* **The records**:
◆ ◆ ◆ ◆ ◆

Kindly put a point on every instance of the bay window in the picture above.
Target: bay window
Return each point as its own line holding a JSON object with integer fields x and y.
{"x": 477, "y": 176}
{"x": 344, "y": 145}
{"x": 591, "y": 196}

◆ ◆ ◆ ◆ ◆

* **Task details**:
What lines in the material mention "window"? Copy every one of them.

* **Response below**:
Kindly put a point on every instance of the bay window in the picture above.
Target: bay window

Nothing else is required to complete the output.